Rewrite the data from its first line up to and including the line with "pixel 664 265", switching each "overcast" to "cloudy" and leaving everything else unchanged. Leave the pictures out of the answer.

[Begin ENTRIES PROVIDED]

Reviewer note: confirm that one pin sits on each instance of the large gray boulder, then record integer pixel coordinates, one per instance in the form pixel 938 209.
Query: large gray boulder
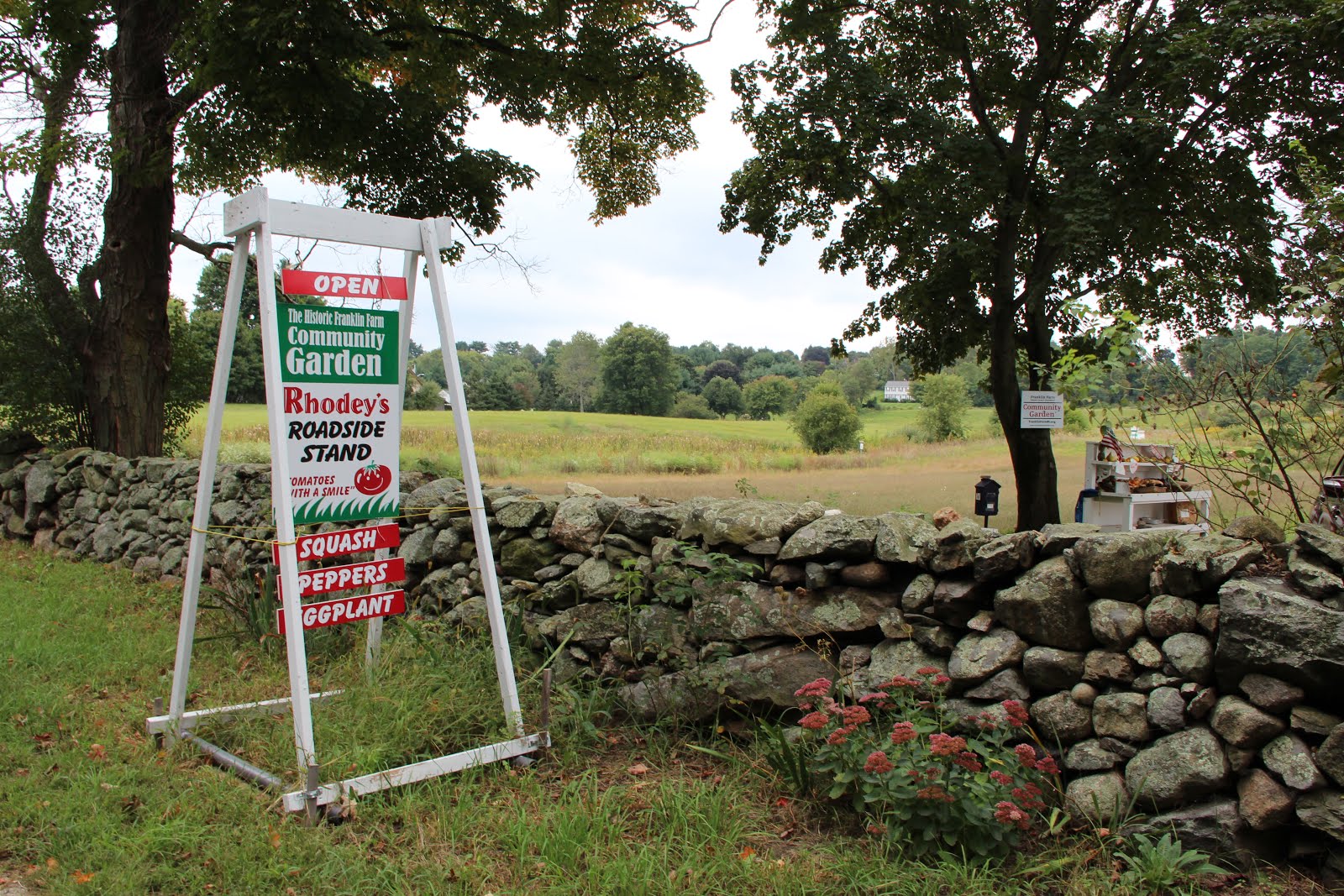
pixel 1314 579
pixel 1052 669
pixel 1263 802
pixel 894 658
pixel 440 493
pixel 954 546
pixel 1116 624
pixel 39 484
pixel 746 520
pixel 1242 725
pixel 1062 719
pixel 1119 564
pixel 1213 828
pixel 1178 768
pixel 743 610
pixel 1055 537
pixel 577 526
pixel 1330 755
pixel 1200 564
pixel 1099 799
pixel 585 622
pixel 1005 555
pixel 979 656
pixel 1323 810
pixel 832 537
pixel 902 537
pixel 522 511
pixel 769 676
pixel 645 521
pixel 1047 607
pixel 1321 542
pixel 1289 758
pixel 1267 627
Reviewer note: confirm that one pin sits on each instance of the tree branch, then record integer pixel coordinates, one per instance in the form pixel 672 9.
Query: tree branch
pixel 208 250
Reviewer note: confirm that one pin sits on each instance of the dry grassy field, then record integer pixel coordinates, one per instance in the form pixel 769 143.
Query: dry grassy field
pixel 678 458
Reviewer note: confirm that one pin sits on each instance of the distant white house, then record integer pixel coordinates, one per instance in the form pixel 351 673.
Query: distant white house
pixel 897 391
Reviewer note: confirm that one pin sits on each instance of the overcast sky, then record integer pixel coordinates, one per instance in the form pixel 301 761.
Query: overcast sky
pixel 664 265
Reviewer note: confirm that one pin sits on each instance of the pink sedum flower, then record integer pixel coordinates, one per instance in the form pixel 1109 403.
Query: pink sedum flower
pixel 1016 714
pixel 815 720
pixel 878 763
pixel 941 745
pixel 1026 755
pixel 819 688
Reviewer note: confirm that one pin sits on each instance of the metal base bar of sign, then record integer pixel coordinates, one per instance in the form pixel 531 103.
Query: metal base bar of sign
pixel 297 801
pixel 188 720
pixel 235 765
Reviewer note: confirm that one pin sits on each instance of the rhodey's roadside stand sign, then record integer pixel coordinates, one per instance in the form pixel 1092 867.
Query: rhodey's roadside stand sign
pixel 340 405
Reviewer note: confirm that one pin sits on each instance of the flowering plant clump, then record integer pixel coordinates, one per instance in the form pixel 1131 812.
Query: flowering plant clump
pixel 922 788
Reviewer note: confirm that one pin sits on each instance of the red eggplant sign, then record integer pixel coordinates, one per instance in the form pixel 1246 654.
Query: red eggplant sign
pixel 360 609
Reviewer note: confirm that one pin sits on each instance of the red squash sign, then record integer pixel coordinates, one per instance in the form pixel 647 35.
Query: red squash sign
pixel 353 575
pixel 338 544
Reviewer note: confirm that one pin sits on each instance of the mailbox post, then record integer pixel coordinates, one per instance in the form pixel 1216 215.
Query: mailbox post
pixel 987 499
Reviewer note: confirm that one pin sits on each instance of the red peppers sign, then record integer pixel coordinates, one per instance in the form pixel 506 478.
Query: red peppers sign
pixel 340 403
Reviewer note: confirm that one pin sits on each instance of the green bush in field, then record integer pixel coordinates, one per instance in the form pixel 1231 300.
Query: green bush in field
pixel 945 403
pixel 692 407
pixel 769 396
pixel 723 396
pixel 826 422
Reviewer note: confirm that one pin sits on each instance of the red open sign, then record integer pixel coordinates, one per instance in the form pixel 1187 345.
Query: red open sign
pixel 307 282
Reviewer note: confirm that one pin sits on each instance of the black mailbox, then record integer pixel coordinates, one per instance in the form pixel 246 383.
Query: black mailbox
pixel 987 499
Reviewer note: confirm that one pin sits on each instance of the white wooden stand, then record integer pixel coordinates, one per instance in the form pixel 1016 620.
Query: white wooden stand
pixel 1120 510
pixel 255 217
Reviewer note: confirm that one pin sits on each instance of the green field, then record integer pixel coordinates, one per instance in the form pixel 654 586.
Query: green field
pixel 679 458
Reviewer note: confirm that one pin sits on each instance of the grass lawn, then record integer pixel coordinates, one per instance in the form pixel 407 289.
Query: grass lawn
pixel 87 805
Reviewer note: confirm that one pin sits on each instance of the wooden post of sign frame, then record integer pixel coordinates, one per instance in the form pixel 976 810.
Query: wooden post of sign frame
pixel 255 217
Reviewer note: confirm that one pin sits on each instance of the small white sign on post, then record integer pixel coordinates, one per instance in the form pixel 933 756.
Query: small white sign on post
pixel 1042 410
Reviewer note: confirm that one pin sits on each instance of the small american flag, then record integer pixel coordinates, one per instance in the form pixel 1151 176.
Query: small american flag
pixel 1110 443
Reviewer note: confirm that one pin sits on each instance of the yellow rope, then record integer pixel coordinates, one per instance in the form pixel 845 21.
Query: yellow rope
pixel 219 531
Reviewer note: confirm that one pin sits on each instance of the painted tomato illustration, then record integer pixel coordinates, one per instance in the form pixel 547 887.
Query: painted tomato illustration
pixel 373 479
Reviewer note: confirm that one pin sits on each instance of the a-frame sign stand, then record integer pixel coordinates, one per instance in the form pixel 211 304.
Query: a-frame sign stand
pixel 255 217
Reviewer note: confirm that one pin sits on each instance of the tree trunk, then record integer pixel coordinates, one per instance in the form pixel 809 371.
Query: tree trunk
pixel 129 352
pixel 1032 457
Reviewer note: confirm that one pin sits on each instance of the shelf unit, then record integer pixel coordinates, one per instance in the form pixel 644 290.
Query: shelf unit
pixel 1119 510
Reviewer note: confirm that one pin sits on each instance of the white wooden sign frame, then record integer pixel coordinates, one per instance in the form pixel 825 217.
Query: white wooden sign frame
pixel 255 217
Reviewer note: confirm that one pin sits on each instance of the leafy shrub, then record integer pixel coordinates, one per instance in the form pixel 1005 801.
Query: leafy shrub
pixel 694 407
pixel 826 422
pixel 945 405
pixel 1156 866
pixel 921 788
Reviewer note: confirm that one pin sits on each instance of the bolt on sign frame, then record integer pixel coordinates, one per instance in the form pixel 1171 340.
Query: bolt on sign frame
pixel 255 217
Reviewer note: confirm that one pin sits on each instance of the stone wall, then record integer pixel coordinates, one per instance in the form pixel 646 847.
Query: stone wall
pixel 1198 673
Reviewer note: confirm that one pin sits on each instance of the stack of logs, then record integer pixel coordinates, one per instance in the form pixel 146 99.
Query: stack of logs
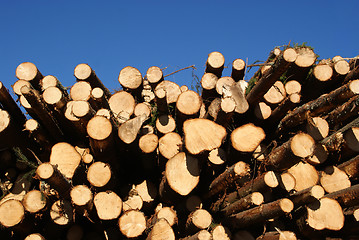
pixel 272 158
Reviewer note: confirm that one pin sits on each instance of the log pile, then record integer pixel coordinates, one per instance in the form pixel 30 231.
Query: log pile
pixel 272 158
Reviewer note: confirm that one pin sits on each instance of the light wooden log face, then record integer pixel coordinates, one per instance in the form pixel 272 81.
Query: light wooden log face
pixel 108 205
pixel 66 158
pixel 182 173
pixel 11 213
pixel 202 135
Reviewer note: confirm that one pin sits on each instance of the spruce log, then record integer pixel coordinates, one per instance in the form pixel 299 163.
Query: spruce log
pixel 239 173
pixel 108 205
pixel 34 201
pixel 130 78
pixel 170 144
pixel 351 168
pixel 10 105
pixel 333 179
pixel 84 72
pixel 305 175
pixel 260 214
pixel 307 195
pixel 128 131
pixel 215 63
pixel 165 124
pixel 198 220
pixel 271 76
pixel 238 67
pixel 132 223
pixel 321 105
pixel 347 197
pixel 11 213
pixel 244 203
pixel 53 176
pixel 202 135
pixel 61 212
pixel 29 72
pixel 201 235
pixel 67 159
pixel 161 230
pixel 247 138
pixel 291 152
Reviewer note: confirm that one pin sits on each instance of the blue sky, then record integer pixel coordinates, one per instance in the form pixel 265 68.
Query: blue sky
pixel 109 35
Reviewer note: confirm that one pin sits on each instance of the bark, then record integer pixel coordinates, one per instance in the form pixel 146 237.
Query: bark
pixel 215 63
pixel 291 152
pixel 238 68
pixel 132 223
pixel 84 72
pixel 202 135
pixel 321 105
pixel 271 76
pixel 235 174
pixel 260 214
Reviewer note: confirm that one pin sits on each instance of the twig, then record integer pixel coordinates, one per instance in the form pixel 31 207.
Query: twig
pixel 192 66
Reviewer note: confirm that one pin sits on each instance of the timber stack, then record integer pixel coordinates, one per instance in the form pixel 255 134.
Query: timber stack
pixel 275 157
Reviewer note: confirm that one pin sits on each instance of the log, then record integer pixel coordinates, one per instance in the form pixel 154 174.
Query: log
pixel 170 144
pixel 307 195
pixel 298 147
pixel 198 220
pixel 61 212
pixel 271 76
pixel 108 205
pixel 238 68
pixel 182 173
pixel 54 177
pixel 81 91
pixel 347 197
pixel 10 105
pixel 66 158
pixel 317 128
pixel 11 213
pixel 35 236
pixel 220 232
pixel 161 230
pixel 165 124
pixel 34 201
pixel 55 97
pixel 201 235
pixel 239 173
pixel 275 94
pixel 84 72
pixel 154 75
pixel 215 63
pixel 130 78
pixel 260 214
pixel 132 223
pixel 278 235
pixel 122 104
pixel 202 135
pixel 99 174
pixel 333 179
pixel 249 201
pixel 324 214
pixel 321 105
pixel 29 72
pixel 305 175
pixel 128 131
pixel 247 138
pixel 351 168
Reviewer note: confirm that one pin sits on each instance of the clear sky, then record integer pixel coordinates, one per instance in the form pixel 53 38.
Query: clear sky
pixel 109 35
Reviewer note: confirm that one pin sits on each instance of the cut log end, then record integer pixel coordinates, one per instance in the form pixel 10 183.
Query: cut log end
pixel 247 137
pixel 132 223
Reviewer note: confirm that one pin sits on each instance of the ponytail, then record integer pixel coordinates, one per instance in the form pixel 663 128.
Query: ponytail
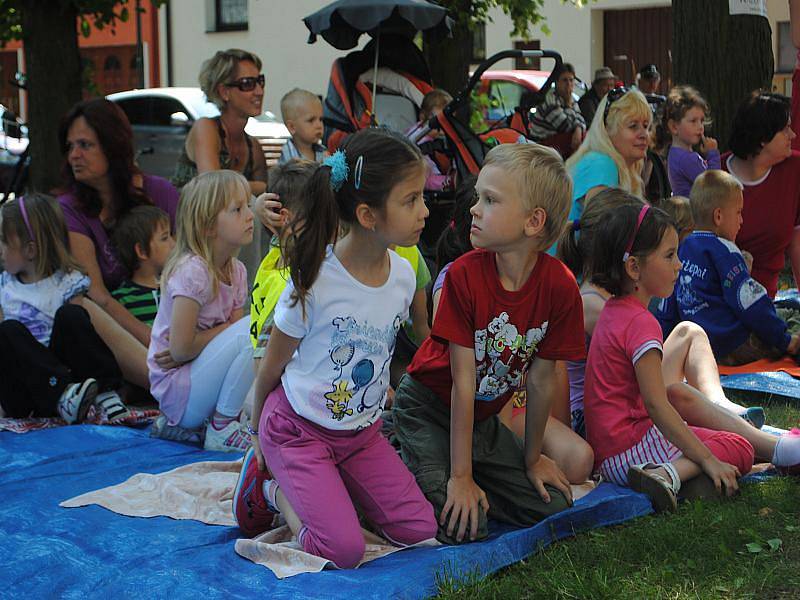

[End ENTRIES PROVIDED]

FINISHED EXERCISE:
Reviewer note: confirm that one pin sits on each instance of the large gray boulder, then record integer pixel coordinates, one per instance in the form pixel 938 209.
Query: large gray boulder
pixel 1314 579
pixel 1052 669
pixel 1263 802
pixel 894 658
pixel 440 493
pixel 954 546
pixel 1116 624
pixel 39 484
pixel 746 520
pixel 1242 725
pixel 1062 719
pixel 1119 564
pixel 1213 828
pixel 1178 768
pixel 743 610
pixel 1055 537
pixel 577 526
pixel 1330 755
pixel 1200 564
pixel 1099 799
pixel 585 622
pixel 1005 555
pixel 979 656
pixel 1323 810
pixel 832 537
pixel 902 537
pixel 522 511
pixel 769 676
pixel 645 521
pixel 1047 607
pixel 1321 542
pixel 1289 758
pixel 1267 627
Reviewer note: confirm that one pin sits on each instance of the tree branch, then record integer pixel coordinates, one per instance in the form pixel 672 9.
Query: tree branch
pixel 208 250
Reviewer note: confirm that one pin sits on each instance of the dry grassy field, then record integer pixel coordinates, one per instance in the form pixel 769 143.
Query: dry grassy field
pixel 678 458
Reviewer note: confirm that one pin sits on each instance of the distant white house, then record integer pixel coordinates, one per instance in the form pixel 351 673.
Query: distant white house
pixel 897 391
Reviewer note: confirm that one pin sits on each instance of the cloudy sky, then record integer pixel coordinates, one per instance in the form pixel 301 761.
Query: cloudy sky
pixel 664 265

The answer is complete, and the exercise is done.